■ **Task requirements**: Turn the items below into a Markdown table with the columns Number and Line, one numbered row per line with blank lines left out. Begin at the line that contains "Could you point out the white countertop" and stop after the line that contains "column 72, row 654".

--- Begin ---

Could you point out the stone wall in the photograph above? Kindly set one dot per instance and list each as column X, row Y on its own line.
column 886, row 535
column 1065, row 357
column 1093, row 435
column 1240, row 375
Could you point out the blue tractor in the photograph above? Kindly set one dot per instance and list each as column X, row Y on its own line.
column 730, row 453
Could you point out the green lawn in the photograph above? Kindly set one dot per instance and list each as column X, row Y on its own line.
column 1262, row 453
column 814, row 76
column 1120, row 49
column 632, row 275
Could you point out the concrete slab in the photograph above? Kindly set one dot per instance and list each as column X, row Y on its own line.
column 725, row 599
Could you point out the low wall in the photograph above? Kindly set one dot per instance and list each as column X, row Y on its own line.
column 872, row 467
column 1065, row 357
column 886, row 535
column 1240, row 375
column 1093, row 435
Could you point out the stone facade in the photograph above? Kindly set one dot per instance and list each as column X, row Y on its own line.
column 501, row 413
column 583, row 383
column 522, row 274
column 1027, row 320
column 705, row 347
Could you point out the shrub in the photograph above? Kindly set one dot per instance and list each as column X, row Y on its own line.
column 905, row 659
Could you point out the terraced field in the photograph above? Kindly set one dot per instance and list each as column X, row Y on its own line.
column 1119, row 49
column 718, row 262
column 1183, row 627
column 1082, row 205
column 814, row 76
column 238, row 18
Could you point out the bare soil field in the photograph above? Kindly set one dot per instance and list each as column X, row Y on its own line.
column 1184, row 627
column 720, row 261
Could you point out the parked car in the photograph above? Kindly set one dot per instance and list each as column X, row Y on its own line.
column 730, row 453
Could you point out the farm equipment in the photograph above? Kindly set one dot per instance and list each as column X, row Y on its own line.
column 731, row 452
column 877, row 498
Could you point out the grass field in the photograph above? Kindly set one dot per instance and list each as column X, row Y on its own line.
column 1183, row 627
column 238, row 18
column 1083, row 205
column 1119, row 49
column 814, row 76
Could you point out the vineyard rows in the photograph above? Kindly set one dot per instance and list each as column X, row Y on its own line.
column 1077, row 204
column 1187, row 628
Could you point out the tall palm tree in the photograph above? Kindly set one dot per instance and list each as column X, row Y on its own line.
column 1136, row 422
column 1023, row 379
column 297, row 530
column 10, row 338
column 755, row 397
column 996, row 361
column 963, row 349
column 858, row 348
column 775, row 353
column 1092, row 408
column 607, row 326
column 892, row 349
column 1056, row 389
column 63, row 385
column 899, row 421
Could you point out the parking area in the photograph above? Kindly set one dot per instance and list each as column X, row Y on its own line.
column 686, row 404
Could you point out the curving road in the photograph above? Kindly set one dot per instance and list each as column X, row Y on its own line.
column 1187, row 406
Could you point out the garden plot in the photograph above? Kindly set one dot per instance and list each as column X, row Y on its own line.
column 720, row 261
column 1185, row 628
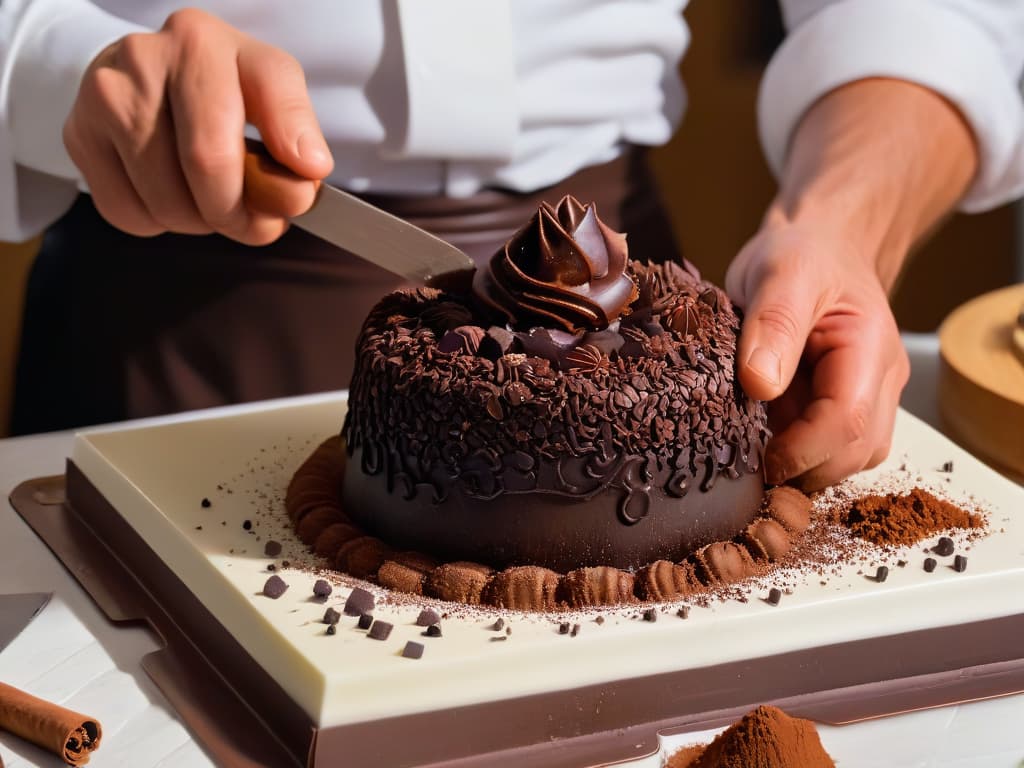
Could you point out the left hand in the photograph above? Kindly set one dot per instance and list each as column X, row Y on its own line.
column 820, row 342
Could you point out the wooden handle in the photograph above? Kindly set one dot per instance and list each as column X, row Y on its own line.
column 269, row 186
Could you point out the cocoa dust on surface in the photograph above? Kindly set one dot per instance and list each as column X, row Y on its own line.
column 891, row 519
column 766, row 737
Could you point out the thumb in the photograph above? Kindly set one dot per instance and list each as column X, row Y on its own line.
column 779, row 316
column 273, row 88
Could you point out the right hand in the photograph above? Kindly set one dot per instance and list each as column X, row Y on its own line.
column 158, row 131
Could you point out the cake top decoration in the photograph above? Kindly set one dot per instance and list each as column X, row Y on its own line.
column 565, row 268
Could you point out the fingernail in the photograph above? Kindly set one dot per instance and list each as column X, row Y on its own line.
column 311, row 148
column 766, row 364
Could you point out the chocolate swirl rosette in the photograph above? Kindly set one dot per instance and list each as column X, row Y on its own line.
column 565, row 268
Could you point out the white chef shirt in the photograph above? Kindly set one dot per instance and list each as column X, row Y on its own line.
column 448, row 96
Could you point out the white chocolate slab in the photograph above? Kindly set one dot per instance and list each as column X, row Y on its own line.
column 156, row 476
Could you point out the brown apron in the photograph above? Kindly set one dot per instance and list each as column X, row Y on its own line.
column 118, row 327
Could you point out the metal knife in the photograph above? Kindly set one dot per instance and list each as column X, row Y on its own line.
column 354, row 225
column 16, row 611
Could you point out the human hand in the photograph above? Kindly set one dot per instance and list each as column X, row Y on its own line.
column 158, row 131
column 819, row 341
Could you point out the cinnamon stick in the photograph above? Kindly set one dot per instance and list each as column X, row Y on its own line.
column 66, row 733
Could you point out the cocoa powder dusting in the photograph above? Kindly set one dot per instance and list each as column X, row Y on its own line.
column 891, row 519
column 766, row 737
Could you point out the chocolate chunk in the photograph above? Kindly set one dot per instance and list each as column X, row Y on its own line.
column 359, row 601
column 413, row 650
column 274, row 587
column 427, row 616
column 945, row 547
column 271, row 548
column 322, row 589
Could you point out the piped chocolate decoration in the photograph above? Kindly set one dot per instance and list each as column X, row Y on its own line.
column 565, row 268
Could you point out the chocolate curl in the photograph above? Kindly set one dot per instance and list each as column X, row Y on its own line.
column 68, row 734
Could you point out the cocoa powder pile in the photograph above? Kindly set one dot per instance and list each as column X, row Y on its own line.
column 892, row 520
column 766, row 737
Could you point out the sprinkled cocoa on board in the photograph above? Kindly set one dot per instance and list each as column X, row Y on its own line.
column 766, row 737
column 894, row 520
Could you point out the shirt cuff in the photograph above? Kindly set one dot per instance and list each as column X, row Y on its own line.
column 938, row 48
column 460, row 77
column 55, row 43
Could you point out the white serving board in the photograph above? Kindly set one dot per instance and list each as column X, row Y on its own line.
column 156, row 476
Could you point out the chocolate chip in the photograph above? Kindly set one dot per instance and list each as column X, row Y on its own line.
column 945, row 547
column 322, row 589
column 413, row 650
column 274, row 587
column 359, row 601
column 427, row 616
column 271, row 549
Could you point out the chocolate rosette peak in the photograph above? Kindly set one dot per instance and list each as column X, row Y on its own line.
column 565, row 268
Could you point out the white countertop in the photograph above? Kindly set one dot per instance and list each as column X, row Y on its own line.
column 72, row 654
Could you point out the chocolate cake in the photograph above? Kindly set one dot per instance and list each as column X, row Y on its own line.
column 569, row 431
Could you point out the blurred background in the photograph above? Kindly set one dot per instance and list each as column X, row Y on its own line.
column 717, row 185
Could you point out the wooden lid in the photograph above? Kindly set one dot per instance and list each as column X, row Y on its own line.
column 981, row 379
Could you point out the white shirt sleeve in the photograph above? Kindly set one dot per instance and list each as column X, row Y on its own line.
column 971, row 51
column 45, row 47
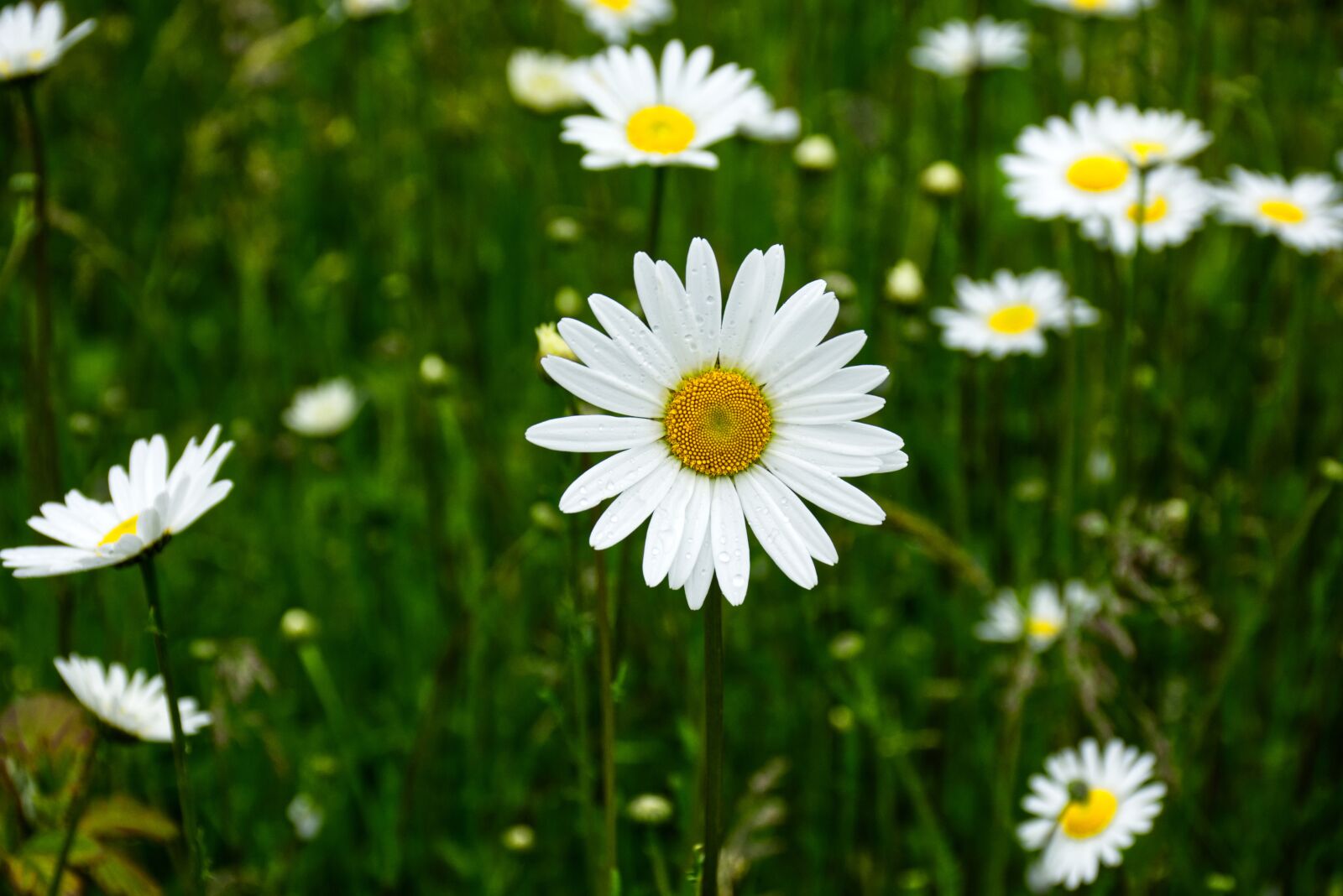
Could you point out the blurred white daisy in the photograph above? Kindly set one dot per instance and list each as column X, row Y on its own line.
column 762, row 121
column 1103, row 8
column 541, row 81
column 134, row 706
column 149, row 504
column 31, row 40
column 322, row 411
column 1088, row 808
column 731, row 418
column 960, row 47
column 1177, row 203
column 651, row 117
column 615, row 20
column 1306, row 212
column 1011, row 314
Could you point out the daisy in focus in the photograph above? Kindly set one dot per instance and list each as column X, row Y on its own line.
column 1177, row 203
column 322, row 411
column 1011, row 314
column 959, row 47
column 1100, row 8
column 729, row 416
column 132, row 706
column 1306, row 212
column 1088, row 808
column 615, row 20
column 541, row 81
column 1043, row 620
column 31, row 42
column 651, row 116
column 149, row 504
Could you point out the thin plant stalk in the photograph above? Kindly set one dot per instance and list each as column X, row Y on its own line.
column 712, row 742
column 191, row 833
column 77, row 810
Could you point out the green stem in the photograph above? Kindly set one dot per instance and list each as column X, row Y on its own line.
column 712, row 742
column 77, row 810
column 191, row 833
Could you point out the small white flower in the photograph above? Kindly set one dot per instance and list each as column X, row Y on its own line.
column 148, row 506
column 1306, row 212
column 322, row 411
column 134, row 706
column 1011, row 314
column 1101, row 8
column 1177, row 203
column 541, row 81
column 1088, row 808
column 959, row 47
column 615, row 20
column 31, row 42
column 657, row 116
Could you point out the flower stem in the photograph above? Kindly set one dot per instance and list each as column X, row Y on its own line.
column 77, row 809
column 712, row 742
column 191, row 833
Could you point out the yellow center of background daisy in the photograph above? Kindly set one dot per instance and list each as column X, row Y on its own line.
column 127, row 528
column 1085, row 820
column 1014, row 320
column 1282, row 211
column 660, row 129
column 1157, row 210
column 718, row 423
column 1098, row 174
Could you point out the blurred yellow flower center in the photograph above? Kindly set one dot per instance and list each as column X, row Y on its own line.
column 1155, row 211
column 127, row 528
column 1085, row 820
column 1282, row 211
column 1098, row 174
column 718, row 423
column 1014, row 320
column 660, row 129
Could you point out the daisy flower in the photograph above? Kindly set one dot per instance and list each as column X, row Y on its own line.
column 31, row 42
column 1306, row 212
column 133, row 706
column 1101, row 8
column 651, row 117
column 615, row 20
column 1088, row 806
column 1043, row 620
column 729, row 418
column 1011, row 314
column 541, row 81
column 322, row 411
column 1177, row 201
column 960, row 47
column 149, row 504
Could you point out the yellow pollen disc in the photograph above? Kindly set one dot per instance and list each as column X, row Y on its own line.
column 1282, row 211
column 1155, row 211
column 718, row 423
column 660, row 129
column 1098, row 174
column 1014, row 320
column 127, row 528
column 1085, row 820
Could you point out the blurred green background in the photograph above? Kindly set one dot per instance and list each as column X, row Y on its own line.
column 250, row 197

--- End ---

■ **Completed exercise**:
| Number | Line |
|---|---|
| 1 | Could you point out the white countertop in the photograph above? Kindly set one dot per instance and list each as column X, row Y on its own line. |
| 2 | column 72, row 654 |